_Your task_: According to the issue page on verifying the new grafana-dashboard feature, what does the dashboard Yuvi worked on show?

_Selected excerpt_:
|---|

2i2c-org / infrastructure

Infrastructure for configuring and deploying our community JupyterHubs.
https://infrastructure.2i2c.org
BSD 3-Clause "New" or "Revised" License
105 stars 64 forks source link

Verify new jupterhub/grafana-dashboard feature: free space #2098

Closed consideRatio closed 1 year ago

consideRatio commented 1 year ago

Yuvi has done work recently to provide a dashboard of free space in the NFS storage we used for home folders and the shared folder.

|---|

_Entries_:
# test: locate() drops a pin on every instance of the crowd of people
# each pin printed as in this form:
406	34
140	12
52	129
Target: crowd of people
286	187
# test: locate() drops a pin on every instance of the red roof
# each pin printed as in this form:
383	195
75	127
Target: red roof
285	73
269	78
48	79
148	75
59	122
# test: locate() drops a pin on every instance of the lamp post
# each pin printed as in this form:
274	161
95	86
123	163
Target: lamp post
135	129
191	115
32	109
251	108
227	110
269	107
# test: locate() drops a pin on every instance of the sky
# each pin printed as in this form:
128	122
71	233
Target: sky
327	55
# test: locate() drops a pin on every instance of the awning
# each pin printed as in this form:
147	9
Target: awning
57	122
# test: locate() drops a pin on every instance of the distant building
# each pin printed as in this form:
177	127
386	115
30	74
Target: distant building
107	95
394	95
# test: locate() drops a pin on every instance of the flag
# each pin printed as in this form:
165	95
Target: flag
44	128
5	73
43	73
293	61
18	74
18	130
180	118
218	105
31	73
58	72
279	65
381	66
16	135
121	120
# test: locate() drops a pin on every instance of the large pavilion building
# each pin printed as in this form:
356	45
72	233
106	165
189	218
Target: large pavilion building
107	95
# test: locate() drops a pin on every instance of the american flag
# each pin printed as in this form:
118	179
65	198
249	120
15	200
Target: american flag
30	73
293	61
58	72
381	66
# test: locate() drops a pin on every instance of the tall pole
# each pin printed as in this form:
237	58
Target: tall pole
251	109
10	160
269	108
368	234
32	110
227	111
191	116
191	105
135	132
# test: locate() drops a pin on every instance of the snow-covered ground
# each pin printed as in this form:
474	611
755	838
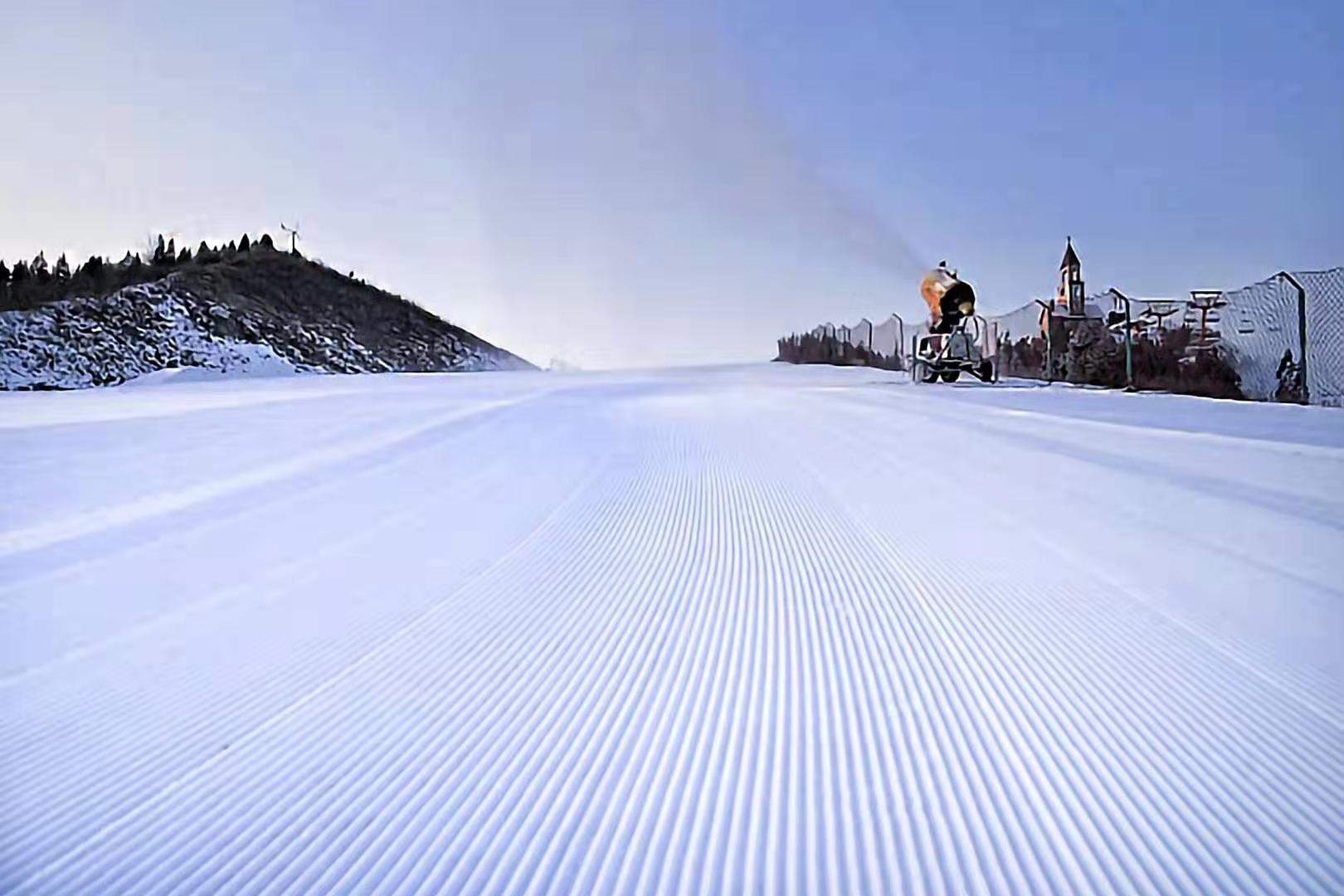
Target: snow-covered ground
739	629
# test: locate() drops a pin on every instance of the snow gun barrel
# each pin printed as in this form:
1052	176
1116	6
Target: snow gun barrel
951	299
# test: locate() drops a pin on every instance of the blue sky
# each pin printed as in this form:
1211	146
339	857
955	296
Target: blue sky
624	183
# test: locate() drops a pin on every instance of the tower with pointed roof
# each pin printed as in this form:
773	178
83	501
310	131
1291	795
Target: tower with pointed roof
1069	299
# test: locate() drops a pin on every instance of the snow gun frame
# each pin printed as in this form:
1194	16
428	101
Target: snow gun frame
947	356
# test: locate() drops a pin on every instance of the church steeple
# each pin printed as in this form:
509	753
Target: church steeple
1070	257
1070	295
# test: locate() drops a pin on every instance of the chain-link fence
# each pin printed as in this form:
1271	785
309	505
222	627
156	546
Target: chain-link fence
1268	328
1259	331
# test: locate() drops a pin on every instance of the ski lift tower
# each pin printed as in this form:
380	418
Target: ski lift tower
1203	308
293	236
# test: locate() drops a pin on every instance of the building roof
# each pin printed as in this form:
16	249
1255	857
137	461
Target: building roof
1070	256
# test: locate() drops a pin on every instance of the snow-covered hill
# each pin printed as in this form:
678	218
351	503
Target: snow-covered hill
762	629
260	314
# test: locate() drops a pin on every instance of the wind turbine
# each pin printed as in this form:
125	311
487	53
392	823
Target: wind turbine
293	236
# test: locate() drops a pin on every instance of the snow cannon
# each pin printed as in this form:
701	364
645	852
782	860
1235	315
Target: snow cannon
958	340
951	299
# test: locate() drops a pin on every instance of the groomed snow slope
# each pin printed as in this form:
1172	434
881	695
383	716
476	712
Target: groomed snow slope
743	629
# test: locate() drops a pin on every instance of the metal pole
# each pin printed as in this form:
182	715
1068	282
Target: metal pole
1050	353
1301	328
1129	351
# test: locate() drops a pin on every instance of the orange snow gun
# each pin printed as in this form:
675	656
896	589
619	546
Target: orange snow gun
951	299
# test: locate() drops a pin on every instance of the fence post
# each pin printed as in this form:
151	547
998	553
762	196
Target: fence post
1301	331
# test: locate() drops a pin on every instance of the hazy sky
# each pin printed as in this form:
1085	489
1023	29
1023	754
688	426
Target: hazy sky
622	184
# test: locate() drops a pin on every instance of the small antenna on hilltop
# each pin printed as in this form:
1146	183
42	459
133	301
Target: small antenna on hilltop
293	236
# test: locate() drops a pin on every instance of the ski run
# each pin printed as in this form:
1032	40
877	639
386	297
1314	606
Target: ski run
747	629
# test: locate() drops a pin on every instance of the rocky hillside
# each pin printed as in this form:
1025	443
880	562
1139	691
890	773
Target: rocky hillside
258	310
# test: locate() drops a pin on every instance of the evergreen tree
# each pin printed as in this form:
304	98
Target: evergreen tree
95	270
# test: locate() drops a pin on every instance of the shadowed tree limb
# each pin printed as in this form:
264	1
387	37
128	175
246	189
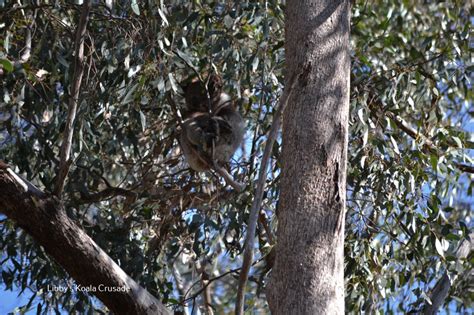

|---|

_Solution to the exercise_: Free space in the NFS storage used for home folders and the shared folder.